Aim: Please copy the lines of the data below verbatim, beginning at the line containing "Look at the provided image and carefully locate the rock" and stopping after the line containing "[[201, 0, 375, 500], [0, 0, 190, 500]]".

Supplied material:
((
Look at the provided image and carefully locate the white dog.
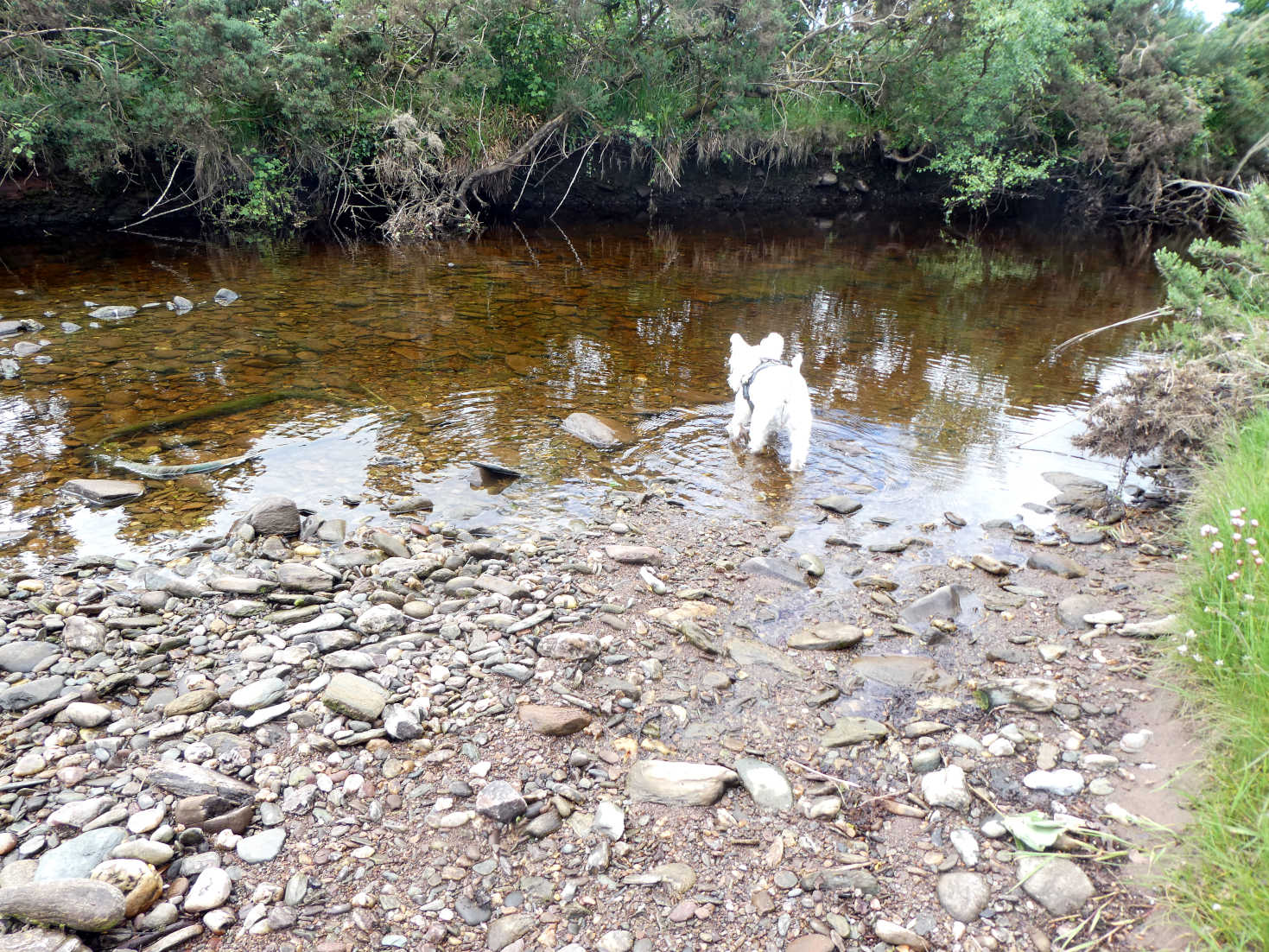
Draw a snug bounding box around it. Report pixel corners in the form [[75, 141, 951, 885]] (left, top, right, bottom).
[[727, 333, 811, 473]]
))
((
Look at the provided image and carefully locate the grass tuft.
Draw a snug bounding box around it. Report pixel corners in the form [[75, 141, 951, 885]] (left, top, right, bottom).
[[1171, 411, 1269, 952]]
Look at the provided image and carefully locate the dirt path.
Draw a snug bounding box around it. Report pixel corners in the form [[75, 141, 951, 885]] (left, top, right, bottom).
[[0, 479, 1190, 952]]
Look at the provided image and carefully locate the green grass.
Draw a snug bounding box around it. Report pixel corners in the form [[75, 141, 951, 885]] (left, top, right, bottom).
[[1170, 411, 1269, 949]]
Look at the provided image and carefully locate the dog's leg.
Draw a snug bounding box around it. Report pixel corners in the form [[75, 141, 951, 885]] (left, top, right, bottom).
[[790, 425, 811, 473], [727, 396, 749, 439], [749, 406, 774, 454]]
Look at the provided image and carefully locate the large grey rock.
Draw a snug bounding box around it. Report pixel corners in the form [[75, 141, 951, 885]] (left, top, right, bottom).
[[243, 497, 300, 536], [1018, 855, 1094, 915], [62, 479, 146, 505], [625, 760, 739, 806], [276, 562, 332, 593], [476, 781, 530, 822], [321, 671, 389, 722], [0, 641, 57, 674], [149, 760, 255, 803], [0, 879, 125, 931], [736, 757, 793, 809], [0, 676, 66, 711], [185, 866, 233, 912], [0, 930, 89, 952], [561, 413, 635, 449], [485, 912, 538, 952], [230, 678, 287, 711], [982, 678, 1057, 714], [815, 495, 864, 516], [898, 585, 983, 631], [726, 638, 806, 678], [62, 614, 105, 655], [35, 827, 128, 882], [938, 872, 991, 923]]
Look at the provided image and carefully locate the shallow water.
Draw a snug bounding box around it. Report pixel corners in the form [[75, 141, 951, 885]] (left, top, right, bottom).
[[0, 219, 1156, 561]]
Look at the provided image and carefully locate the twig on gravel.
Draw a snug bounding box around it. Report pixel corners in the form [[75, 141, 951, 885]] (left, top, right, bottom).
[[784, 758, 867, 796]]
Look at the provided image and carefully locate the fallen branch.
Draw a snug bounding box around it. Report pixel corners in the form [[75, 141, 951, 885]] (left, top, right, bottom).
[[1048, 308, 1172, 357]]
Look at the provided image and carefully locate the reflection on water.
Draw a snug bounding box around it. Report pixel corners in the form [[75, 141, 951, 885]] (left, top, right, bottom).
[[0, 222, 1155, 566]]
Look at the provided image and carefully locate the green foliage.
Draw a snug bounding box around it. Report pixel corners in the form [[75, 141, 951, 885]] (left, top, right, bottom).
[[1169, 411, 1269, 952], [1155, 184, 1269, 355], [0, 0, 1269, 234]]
))
((
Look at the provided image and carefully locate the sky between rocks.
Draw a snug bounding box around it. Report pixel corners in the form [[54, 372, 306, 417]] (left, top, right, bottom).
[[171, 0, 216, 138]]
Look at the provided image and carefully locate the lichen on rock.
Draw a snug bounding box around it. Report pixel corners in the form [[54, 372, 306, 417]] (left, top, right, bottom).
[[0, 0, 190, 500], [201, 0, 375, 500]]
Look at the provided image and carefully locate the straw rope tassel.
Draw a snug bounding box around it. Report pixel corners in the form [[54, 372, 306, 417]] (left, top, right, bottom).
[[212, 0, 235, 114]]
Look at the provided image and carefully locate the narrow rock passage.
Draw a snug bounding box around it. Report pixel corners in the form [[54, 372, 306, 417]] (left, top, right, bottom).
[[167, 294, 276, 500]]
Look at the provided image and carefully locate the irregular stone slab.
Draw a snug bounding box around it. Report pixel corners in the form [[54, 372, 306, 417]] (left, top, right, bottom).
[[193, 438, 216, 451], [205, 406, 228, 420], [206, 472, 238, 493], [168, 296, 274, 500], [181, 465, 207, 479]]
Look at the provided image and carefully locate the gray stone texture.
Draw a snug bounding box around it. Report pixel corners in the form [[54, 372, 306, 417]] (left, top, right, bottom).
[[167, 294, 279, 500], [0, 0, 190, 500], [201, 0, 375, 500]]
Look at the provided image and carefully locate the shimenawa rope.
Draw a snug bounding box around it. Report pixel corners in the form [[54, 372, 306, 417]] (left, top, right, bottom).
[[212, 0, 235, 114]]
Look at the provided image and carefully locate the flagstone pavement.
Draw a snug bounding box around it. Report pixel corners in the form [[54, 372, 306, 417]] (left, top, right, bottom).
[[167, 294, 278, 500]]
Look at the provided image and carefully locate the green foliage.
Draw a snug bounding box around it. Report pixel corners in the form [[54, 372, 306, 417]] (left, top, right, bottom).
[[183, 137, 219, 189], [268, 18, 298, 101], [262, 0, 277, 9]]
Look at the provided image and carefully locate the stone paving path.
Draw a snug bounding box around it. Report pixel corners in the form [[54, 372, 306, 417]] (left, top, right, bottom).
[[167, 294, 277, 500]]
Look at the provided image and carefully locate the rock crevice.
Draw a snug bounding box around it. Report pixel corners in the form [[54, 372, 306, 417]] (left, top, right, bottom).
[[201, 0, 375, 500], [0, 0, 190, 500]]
))
Response to the task:
Look at the provided image and carefully locate the rock crevice.
Draw a snug bounding box around it. Report pixel corners in the form [[54, 372, 306, 417]] (left, top, right, bottom).
[[201, 0, 375, 500], [0, 0, 190, 500]]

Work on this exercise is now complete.